*** DOCUMENT SEGMENT

On a beautiful clear day, Batuz arrives with assistants and photographers at the military section of the international airport Carrasco. Here he is met by officers of the Uruguayan military to whom Batuz introduces the current undertaking.
With the assistance of a surveyor from the municipality of Carmelo, together with assistants they begin to plot the markers for the line of forms in tension stemming from the painting from Batuz in the Guggenheim collection.
Batuz here explains to the officers the procedure of the act. He shows here that the participants need to be at arms length from one another. He explains to the officers how it is necessary for the participants to go through the various steps which are essential to creating not only the work of art but also the symbolization it represents.
While the surveyor and assistants continue plotting the markers, Batuz informs the group of soldiers how they are to shroud themselves with the bed sheets collected from surrounding public hospitals. This shrouding is to cause the effect in the snowy conditions of the Antarctic of overcoming borders as it will then blend the line, in this case representing a border, with the snow, causing it to disappear.
Once the soldiers had been given their individual marks and all other prior preparations undergone, Batuz and photographers boarded a helicopter to take a preliminary view.
Having approved the formation, and giving last orders from the ground, the same group as before boarded once again the helicopter from which Batuz was able through radio transmission to give the various commands for the act.

******
*** DATASET ENTRIES

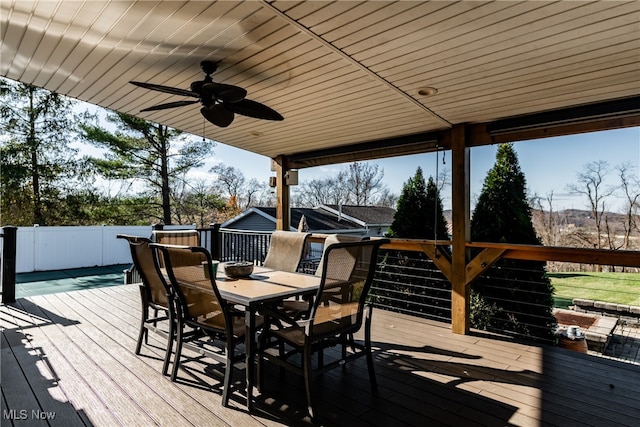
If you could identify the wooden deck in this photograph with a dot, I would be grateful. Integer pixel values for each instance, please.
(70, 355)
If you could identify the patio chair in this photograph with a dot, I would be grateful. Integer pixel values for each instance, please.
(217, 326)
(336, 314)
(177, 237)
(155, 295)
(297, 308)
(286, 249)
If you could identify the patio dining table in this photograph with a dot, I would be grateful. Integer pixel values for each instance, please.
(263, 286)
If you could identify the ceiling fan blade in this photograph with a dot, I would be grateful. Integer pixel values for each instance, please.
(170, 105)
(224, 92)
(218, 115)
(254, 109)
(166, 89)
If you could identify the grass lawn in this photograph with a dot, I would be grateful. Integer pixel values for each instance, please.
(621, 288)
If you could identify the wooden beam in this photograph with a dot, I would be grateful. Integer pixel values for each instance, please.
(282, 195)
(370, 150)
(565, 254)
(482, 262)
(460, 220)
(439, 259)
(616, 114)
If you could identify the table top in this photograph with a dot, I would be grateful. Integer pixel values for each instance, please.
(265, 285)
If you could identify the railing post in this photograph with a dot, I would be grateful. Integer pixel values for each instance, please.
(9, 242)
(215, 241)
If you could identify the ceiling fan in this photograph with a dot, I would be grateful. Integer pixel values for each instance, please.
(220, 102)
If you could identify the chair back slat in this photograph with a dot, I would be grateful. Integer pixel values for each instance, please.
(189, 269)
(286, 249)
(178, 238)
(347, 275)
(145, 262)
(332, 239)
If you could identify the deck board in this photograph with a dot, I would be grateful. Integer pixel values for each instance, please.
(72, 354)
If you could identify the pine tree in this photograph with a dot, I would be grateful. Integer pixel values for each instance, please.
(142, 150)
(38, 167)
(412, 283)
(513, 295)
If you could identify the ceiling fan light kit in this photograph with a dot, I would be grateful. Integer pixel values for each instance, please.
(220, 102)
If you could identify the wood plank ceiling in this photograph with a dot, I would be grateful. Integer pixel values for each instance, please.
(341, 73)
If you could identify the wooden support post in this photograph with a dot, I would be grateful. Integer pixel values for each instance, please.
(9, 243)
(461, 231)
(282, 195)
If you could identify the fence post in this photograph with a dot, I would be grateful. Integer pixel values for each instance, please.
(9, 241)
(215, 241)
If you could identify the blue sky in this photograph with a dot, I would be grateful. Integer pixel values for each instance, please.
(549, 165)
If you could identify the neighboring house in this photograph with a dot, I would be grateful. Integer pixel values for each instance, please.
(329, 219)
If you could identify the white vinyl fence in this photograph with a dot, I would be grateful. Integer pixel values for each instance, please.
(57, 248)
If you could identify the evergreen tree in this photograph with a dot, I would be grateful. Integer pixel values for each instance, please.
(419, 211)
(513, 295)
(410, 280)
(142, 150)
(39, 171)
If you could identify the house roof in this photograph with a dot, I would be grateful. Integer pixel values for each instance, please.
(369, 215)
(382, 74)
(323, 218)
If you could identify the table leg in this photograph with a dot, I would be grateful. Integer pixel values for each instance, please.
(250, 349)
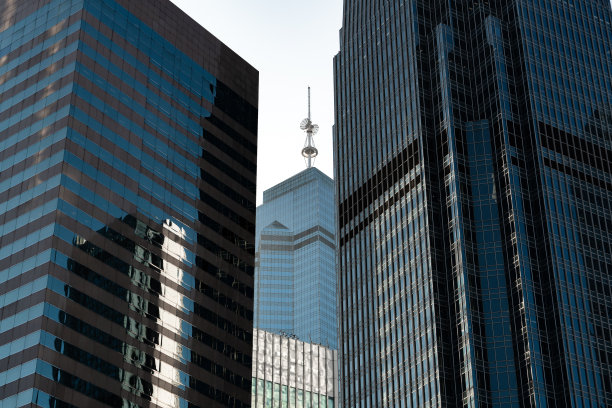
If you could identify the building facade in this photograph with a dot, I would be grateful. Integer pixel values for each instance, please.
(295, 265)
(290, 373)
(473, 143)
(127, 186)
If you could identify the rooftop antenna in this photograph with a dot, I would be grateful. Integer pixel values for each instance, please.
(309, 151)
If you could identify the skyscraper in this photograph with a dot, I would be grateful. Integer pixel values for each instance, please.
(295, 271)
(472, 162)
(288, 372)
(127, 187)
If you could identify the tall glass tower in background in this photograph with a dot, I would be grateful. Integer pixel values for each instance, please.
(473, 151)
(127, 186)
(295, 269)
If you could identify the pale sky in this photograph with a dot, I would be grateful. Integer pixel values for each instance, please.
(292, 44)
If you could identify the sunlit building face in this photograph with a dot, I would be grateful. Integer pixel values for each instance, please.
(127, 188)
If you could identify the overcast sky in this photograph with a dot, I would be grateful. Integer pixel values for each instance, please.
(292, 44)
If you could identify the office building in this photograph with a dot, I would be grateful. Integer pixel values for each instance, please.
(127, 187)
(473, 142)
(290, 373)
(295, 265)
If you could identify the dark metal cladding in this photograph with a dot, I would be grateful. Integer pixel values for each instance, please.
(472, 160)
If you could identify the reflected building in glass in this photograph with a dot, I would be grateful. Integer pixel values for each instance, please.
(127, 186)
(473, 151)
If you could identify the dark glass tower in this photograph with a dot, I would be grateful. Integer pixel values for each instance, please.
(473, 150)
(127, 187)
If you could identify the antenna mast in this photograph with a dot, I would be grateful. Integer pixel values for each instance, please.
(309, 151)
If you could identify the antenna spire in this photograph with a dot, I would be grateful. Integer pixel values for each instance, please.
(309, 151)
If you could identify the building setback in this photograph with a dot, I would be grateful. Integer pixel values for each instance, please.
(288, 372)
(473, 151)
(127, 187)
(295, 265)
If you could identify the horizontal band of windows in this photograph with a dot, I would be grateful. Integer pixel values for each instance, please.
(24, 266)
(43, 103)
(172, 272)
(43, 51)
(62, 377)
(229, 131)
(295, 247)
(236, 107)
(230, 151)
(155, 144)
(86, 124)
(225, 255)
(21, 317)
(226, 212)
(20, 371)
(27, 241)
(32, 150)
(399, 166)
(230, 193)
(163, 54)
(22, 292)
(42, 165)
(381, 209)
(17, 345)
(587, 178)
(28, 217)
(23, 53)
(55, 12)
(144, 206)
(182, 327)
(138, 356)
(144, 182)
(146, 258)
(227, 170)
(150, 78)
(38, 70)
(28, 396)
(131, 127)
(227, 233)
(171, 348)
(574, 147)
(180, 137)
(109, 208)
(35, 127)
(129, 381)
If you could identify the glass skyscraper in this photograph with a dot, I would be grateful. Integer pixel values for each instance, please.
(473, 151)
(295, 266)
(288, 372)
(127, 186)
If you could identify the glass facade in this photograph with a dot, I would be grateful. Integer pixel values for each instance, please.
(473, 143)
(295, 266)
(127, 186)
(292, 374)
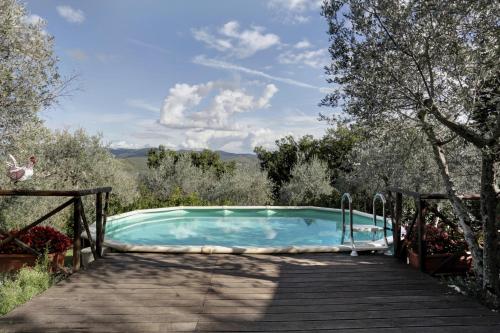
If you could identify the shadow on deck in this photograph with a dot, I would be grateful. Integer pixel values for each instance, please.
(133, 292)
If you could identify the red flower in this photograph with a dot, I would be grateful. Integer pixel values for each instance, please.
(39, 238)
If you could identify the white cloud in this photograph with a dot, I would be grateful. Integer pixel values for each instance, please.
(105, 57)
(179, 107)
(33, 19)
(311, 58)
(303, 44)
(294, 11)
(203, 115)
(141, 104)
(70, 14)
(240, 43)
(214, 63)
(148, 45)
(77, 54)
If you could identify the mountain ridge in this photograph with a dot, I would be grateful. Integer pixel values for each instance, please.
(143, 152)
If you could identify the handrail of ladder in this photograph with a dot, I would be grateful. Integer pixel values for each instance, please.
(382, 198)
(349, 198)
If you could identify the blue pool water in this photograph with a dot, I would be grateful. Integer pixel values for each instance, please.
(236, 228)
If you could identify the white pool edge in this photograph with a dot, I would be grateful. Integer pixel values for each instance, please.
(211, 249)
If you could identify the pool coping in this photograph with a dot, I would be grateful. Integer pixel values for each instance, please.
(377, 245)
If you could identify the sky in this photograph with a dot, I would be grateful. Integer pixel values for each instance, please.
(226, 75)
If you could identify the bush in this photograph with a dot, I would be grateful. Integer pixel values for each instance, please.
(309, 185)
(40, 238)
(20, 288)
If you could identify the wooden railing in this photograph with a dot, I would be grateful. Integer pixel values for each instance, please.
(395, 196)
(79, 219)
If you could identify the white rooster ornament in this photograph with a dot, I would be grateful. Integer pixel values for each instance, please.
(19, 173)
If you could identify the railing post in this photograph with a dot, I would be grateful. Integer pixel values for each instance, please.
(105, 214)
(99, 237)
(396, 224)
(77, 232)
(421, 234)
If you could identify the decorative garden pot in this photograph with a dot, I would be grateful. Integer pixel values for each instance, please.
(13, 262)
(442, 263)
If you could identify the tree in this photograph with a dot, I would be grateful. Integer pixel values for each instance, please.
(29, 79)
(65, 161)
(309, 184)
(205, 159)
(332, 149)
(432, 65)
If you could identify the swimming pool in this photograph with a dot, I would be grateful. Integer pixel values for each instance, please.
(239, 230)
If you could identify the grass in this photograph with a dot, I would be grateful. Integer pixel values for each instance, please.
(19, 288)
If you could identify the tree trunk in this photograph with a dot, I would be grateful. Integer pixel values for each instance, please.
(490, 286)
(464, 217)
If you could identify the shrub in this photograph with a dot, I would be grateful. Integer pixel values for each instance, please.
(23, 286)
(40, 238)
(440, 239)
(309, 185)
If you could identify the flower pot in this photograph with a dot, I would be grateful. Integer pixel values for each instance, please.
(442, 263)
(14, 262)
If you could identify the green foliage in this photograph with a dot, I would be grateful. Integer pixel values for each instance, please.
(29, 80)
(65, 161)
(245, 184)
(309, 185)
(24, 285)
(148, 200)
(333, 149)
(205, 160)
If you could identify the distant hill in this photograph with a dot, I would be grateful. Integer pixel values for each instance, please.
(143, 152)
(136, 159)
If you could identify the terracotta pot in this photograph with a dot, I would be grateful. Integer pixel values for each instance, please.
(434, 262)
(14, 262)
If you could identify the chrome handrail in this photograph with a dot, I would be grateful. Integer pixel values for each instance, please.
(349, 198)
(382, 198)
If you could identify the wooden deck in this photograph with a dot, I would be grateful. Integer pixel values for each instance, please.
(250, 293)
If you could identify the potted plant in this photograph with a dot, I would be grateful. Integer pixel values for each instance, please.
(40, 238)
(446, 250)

******

■ WHAT YOU WILL DO ■
Extend the account of the Batuz action with the Uruguayan soldiers, picking up right after its final sentence about the commands given by radio from the helicopter.

■ SOLVED EXERCISE ■
Here we can see the scale of the work that is to be recreated in the Antarctic. The soldiers before a military hanger stand hand in hand along the entire line of the forms in tension.
From the air, due to security reasons it was impossible to fly directly over the participants. A small loss to the documentary of the event yet they came close enough that these images remain as representation for the forms in tension desired. Here, the soldiers stand in solitude as their shadows play together with the form that their formation has created.
Having been given the command by Batuz from above, extra soldiers approached those in formation with the sheets collected and distributed them, along with some assistance others needed in order to give fluidity to the act rehearsed for the first time.
Again, unable to fly directly over in order to gain the documentation desired, from this angle we can see the final part in the act where the participants are covered with their individual bed sheets, and while holding hands, symbolically representing the overcoming of the border.